Material for this task>
------------------------------

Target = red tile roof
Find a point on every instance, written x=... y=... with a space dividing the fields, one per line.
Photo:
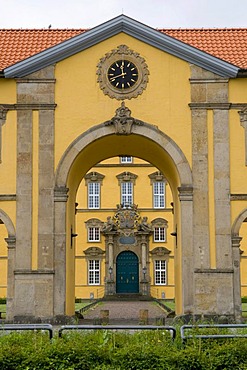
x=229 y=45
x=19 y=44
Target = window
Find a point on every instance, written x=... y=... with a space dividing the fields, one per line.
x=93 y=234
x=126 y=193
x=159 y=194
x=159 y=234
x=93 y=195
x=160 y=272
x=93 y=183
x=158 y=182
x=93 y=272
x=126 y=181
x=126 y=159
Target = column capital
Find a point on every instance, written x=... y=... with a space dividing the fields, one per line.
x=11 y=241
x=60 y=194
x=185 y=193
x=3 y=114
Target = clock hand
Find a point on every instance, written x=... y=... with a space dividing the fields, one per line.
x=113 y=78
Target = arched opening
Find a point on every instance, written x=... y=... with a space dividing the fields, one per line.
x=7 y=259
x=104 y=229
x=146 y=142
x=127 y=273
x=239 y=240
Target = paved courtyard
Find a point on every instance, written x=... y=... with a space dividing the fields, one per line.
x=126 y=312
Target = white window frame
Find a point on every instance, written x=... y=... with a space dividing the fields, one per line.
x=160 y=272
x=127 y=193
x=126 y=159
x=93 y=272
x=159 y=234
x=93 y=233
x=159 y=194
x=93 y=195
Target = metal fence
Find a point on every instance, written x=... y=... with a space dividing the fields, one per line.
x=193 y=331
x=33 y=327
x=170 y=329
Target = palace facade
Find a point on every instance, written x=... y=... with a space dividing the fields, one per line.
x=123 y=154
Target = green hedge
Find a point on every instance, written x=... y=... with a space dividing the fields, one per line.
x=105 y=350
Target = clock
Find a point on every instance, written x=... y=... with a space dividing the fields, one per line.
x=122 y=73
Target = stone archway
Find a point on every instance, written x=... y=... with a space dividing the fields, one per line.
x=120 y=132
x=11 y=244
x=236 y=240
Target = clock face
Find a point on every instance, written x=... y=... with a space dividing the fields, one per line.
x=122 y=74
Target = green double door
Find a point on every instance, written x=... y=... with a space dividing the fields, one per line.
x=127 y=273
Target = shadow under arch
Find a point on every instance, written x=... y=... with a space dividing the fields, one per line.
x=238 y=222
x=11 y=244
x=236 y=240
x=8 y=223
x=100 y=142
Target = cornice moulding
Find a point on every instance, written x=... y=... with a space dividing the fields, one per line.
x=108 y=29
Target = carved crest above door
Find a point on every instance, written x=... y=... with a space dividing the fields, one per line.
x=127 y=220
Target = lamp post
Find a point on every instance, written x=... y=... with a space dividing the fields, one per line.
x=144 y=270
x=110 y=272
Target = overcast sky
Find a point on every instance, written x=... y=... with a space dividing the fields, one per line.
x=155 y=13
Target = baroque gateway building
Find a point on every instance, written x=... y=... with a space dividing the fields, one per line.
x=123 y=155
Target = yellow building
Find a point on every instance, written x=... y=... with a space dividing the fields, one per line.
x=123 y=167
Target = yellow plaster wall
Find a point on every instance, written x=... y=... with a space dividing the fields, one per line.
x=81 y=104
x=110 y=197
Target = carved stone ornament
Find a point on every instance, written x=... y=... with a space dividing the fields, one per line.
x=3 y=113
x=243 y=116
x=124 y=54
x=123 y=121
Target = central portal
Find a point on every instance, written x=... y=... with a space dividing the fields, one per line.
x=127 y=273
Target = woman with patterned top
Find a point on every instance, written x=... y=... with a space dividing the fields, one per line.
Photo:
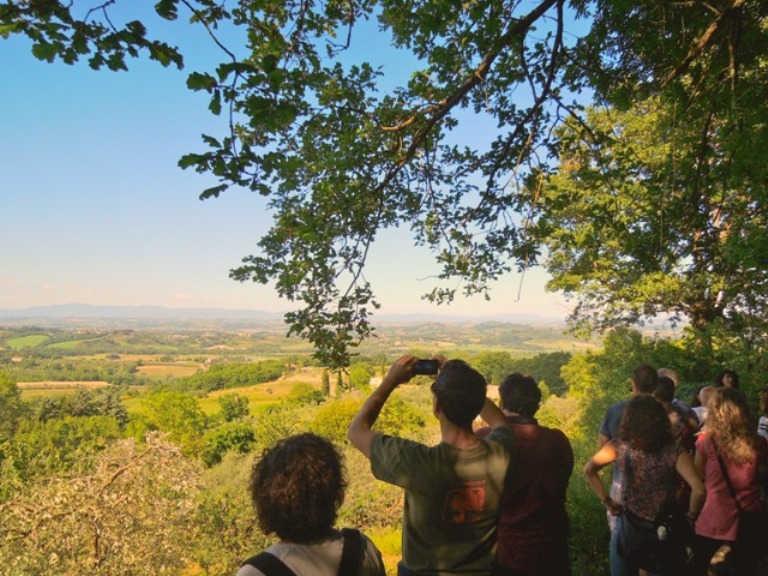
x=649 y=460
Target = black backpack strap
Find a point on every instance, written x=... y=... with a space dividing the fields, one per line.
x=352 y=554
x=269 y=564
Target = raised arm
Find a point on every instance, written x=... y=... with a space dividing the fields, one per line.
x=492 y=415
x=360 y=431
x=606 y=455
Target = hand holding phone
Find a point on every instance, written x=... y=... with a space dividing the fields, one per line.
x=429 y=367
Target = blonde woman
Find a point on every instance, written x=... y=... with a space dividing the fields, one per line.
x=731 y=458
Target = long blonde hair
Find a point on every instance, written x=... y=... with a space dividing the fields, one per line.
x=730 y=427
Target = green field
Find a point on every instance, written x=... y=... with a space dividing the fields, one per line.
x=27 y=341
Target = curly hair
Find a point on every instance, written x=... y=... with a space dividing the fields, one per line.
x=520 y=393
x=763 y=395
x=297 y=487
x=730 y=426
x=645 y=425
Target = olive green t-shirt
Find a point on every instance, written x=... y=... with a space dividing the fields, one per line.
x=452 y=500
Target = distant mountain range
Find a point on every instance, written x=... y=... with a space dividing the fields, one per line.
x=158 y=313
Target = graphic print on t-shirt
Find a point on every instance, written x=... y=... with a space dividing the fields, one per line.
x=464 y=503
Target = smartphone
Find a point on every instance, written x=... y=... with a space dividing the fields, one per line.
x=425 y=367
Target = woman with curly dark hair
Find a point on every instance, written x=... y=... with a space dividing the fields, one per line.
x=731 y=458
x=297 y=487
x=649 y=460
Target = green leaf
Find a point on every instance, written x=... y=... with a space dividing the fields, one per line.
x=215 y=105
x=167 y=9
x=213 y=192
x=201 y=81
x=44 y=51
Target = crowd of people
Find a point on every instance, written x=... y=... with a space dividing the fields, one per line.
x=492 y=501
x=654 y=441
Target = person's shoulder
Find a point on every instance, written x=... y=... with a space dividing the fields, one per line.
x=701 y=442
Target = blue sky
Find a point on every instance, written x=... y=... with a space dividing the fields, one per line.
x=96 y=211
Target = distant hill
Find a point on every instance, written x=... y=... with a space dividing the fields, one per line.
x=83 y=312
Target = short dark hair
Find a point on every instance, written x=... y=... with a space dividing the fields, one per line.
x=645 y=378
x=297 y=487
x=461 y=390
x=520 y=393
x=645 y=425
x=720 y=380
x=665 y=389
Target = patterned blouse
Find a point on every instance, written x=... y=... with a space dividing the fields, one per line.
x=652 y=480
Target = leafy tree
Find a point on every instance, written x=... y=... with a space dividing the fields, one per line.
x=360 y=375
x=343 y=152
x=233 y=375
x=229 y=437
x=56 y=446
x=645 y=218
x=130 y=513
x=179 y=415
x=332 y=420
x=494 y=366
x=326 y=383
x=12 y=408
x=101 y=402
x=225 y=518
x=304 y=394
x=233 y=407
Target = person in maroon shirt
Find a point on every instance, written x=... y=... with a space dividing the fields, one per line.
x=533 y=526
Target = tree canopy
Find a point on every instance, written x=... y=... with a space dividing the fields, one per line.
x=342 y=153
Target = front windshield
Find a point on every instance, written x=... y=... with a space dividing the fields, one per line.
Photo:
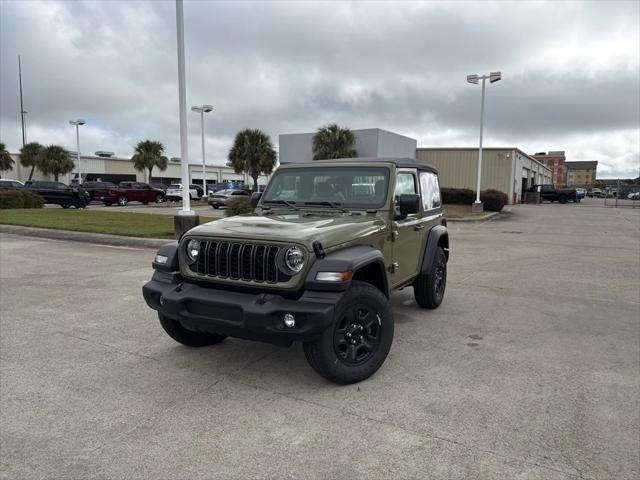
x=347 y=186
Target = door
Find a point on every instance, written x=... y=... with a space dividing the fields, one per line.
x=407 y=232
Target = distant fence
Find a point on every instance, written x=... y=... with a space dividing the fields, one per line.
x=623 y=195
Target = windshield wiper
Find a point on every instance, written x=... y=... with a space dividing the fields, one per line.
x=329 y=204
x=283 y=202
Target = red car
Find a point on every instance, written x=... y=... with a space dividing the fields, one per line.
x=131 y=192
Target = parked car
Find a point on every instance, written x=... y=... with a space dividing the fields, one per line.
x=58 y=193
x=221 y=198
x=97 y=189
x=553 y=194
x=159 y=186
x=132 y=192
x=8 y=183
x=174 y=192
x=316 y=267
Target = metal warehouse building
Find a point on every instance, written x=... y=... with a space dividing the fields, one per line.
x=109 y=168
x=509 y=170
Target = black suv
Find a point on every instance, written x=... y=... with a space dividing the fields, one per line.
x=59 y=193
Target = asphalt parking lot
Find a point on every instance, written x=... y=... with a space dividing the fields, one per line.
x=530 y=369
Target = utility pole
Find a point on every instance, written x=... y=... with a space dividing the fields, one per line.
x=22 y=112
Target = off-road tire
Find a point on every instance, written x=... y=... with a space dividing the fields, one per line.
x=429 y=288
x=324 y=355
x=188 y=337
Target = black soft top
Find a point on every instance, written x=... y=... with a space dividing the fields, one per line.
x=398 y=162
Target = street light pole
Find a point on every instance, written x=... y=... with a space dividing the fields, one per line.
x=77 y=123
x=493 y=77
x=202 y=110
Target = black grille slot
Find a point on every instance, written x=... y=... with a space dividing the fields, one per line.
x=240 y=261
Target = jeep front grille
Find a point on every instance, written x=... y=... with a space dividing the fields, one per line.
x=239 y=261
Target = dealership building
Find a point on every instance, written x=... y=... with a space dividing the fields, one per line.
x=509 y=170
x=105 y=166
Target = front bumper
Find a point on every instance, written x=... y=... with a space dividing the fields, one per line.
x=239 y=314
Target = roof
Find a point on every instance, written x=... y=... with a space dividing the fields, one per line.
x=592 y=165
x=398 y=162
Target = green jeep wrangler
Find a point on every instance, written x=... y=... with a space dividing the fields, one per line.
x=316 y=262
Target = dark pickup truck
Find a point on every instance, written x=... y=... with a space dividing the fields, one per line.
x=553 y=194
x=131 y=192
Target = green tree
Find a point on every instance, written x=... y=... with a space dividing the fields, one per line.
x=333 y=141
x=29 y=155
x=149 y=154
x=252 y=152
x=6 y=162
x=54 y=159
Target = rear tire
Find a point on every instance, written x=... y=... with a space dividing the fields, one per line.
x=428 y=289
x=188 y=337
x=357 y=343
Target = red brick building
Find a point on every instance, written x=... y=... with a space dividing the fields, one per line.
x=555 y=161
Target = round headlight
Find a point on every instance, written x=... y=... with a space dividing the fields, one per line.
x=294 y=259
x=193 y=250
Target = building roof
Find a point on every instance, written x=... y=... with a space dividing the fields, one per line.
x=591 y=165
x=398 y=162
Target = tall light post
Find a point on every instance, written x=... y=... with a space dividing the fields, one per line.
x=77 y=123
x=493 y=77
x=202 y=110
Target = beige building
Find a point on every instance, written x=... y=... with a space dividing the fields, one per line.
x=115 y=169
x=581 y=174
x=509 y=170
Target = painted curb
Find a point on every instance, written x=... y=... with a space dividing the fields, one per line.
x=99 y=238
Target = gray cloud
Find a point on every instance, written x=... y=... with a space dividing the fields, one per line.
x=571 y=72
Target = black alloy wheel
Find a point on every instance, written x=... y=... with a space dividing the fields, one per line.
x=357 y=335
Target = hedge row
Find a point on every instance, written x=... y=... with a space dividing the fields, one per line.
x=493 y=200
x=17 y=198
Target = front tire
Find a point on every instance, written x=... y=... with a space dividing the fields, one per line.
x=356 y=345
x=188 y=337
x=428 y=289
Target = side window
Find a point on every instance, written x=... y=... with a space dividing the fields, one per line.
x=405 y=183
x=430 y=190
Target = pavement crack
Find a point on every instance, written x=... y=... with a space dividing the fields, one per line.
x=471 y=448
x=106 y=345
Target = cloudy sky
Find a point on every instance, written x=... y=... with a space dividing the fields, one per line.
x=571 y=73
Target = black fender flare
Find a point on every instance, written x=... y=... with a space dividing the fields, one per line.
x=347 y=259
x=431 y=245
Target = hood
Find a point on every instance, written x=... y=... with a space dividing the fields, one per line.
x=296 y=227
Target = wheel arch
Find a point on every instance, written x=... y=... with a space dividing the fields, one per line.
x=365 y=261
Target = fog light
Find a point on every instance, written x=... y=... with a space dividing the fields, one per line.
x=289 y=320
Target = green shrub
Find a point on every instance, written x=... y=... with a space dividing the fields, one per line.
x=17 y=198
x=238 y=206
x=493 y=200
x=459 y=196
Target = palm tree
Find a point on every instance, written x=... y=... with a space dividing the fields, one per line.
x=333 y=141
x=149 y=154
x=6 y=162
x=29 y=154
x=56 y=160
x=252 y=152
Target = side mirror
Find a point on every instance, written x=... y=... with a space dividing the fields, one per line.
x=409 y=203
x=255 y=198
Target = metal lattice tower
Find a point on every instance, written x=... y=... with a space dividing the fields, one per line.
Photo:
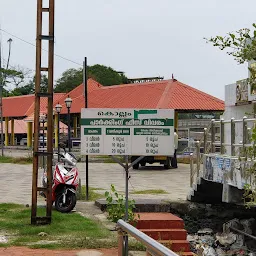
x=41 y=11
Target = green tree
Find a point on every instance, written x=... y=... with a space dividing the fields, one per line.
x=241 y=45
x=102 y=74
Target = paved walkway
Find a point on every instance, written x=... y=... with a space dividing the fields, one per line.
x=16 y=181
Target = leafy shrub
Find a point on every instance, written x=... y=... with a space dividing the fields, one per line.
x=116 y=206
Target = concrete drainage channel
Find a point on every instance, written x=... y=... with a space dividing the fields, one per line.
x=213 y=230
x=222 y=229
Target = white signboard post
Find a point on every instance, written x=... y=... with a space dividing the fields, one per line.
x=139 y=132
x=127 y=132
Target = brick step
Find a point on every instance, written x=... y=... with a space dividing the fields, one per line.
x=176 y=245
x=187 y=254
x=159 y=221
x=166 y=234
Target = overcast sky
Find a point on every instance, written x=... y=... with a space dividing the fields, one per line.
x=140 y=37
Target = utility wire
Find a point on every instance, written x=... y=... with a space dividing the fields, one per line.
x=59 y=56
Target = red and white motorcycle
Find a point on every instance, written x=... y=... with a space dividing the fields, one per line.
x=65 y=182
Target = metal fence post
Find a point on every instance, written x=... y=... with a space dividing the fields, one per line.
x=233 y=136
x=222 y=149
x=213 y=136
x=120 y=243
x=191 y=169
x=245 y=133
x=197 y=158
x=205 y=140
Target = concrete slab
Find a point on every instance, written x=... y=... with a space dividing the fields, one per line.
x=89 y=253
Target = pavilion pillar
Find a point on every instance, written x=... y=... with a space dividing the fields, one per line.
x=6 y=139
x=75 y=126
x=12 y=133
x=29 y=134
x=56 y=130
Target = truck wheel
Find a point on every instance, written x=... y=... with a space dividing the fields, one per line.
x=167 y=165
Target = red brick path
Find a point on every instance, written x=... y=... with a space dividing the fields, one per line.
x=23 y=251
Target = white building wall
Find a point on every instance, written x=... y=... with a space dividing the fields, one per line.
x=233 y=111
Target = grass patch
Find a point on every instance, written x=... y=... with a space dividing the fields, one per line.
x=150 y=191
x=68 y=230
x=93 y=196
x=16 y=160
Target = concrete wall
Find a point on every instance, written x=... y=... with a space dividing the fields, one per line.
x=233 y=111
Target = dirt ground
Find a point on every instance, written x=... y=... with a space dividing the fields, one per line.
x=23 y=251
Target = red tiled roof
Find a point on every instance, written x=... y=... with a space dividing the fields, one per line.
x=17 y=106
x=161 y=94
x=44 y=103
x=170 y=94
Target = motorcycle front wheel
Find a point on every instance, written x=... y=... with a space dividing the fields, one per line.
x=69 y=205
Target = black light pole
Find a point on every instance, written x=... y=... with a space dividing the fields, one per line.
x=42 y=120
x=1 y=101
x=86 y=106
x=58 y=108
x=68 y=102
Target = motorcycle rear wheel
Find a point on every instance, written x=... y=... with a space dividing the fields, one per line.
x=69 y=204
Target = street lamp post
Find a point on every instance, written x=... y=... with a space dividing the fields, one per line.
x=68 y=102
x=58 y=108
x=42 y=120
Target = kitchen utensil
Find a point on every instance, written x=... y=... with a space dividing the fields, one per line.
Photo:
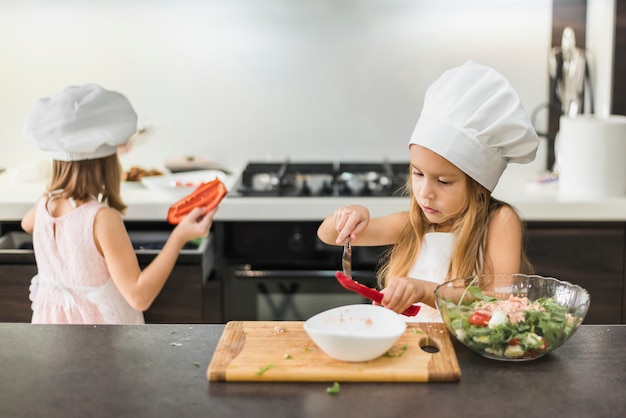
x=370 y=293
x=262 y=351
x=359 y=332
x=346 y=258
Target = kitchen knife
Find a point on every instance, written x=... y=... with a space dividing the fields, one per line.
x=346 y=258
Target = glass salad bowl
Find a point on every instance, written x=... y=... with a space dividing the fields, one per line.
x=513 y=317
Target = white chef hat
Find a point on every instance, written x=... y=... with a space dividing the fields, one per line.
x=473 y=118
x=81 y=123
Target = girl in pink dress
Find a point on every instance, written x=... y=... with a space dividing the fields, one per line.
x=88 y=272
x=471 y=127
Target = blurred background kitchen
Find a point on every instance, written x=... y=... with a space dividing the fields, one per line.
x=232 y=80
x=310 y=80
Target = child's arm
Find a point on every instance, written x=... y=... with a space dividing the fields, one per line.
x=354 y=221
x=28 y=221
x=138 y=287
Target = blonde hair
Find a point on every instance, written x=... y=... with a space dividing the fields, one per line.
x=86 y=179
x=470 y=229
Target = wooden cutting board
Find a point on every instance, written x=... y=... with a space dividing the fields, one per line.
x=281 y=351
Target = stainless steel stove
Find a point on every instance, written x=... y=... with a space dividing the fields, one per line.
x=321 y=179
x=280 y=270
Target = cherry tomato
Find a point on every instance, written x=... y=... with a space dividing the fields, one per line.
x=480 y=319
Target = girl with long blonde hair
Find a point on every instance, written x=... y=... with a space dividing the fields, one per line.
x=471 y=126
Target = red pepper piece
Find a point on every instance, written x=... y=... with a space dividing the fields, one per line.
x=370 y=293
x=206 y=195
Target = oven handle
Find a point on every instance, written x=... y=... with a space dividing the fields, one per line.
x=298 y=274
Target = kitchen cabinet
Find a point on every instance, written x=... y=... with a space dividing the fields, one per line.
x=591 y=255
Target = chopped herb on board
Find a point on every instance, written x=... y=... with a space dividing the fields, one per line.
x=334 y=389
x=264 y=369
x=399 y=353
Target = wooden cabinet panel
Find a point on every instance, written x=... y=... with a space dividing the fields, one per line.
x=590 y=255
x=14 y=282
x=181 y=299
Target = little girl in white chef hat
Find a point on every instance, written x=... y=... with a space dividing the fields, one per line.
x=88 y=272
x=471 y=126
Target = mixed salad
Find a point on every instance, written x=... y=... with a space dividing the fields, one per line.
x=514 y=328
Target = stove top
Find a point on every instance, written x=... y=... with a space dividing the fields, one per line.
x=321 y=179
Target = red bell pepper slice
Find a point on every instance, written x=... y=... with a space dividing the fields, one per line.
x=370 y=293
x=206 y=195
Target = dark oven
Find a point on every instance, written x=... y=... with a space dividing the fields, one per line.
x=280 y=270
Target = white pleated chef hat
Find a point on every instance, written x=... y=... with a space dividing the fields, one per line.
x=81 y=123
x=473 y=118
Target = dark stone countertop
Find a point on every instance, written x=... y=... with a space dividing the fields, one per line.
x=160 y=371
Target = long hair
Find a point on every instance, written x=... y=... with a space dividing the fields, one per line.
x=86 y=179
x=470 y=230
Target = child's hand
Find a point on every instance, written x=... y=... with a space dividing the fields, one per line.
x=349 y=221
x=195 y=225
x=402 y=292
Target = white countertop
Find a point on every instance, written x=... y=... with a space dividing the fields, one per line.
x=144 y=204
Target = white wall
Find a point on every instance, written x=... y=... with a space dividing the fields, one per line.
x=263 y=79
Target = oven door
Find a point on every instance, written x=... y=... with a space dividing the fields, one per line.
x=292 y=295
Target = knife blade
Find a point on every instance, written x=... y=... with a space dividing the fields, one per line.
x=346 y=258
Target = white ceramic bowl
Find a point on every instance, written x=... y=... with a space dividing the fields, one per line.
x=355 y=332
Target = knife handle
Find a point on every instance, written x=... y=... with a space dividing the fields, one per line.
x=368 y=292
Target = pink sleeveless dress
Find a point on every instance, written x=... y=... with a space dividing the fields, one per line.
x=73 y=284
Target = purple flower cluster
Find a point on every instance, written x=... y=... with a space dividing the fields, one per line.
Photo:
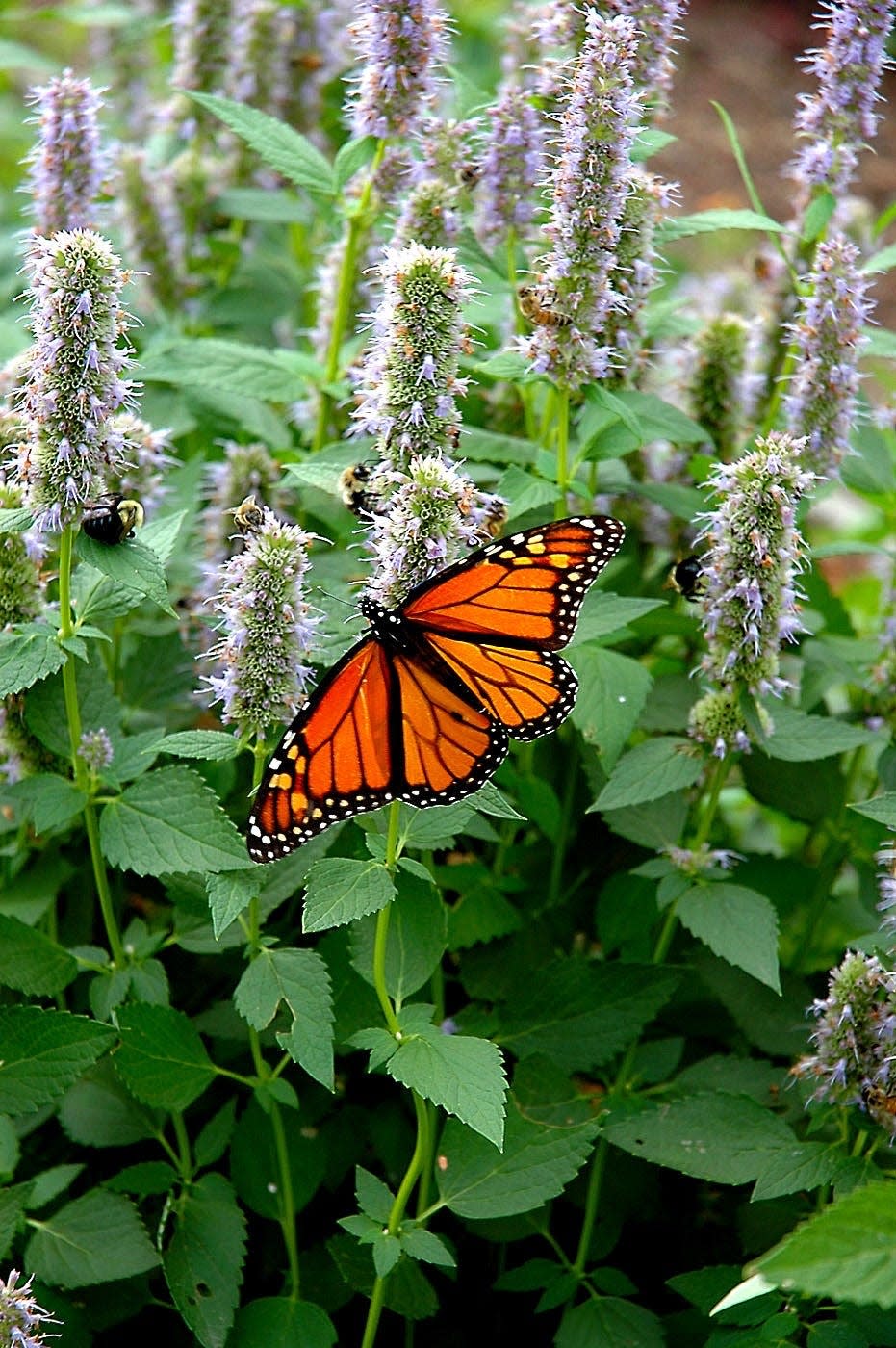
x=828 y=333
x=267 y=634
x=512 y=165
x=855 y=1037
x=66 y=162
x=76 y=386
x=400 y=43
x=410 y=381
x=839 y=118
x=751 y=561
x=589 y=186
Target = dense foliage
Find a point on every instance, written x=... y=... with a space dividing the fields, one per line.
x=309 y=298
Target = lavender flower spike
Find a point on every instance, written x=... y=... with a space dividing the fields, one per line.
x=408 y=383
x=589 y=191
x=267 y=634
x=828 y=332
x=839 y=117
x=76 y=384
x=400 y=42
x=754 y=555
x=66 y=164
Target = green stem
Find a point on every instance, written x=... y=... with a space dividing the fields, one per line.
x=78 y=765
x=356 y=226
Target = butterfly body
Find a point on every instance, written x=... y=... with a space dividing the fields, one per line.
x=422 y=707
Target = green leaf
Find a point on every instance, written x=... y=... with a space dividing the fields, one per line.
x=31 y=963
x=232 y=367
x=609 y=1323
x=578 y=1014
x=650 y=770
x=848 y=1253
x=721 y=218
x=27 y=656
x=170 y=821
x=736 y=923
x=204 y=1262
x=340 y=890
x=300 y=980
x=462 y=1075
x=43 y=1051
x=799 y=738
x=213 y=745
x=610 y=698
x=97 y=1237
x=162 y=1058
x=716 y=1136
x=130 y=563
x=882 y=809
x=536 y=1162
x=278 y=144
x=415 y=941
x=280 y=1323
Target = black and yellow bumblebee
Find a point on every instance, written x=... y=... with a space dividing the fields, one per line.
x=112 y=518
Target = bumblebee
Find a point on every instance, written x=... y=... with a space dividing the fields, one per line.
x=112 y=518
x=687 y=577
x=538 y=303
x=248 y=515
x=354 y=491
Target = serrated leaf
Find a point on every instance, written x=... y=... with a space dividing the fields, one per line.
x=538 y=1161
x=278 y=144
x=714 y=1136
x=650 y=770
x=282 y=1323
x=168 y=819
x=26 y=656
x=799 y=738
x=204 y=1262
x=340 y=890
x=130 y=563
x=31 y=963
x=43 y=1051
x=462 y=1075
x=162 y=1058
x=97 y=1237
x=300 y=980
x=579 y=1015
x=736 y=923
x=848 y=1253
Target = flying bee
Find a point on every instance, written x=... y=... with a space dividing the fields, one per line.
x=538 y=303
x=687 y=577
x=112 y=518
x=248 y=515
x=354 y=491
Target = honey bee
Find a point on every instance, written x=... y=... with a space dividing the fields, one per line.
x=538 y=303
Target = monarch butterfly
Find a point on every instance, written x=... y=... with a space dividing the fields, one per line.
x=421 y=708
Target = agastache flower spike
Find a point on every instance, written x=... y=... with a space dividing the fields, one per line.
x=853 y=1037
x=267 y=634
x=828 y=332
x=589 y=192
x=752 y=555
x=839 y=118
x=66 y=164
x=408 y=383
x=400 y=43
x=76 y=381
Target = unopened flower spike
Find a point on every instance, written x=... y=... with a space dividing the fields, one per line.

------------------------------

What is being asked> Retype everything in the material above from the line that contains "Target = kitchen cabinet" down to the line that contains "x=514 y=328", both of those lines included, exactly as they appear.

Final result>
Target = kitchen cabinet
Find a point on every instance, written x=... y=... with a space dividing the fields, one per line.
x=591 y=255
Target = chopped herb on board
Find a point on every instance, written x=... y=... with a space dividing the fields, one per line.
x=334 y=389
x=264 y=369
x=399 y=353
Target = wooden cabinet panel
Find a point on every instance, written x=... y=... with a space dividing the fields, one per line.
x=590 y=255
x=14 y=282
x=181 y=299
Target = little girl in white chef hat
Find a point on every instance, written x=... y=... with a space dividing the fields, one per line.
x=88 y=272
x=471 y=126
Target = mixed salad
Find a point on every instance, written x=... y=... with a space dividing the fields, one per line.
x=514 y=328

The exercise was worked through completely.